(Source records)
******************************

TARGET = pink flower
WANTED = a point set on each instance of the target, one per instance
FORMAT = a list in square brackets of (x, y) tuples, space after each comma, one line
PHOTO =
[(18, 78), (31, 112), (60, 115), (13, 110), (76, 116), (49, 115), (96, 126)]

******************************

**INSTRUCTIONS FOR THE TASK**
Please list every line of the records that contains "each".

**SOLUTION FOR THIS EXERCISE**
WANTED = a point set on each instance of the target, one per instance
FORMAT = a list in square brackets of (x, y) tuples, space after each comma, one line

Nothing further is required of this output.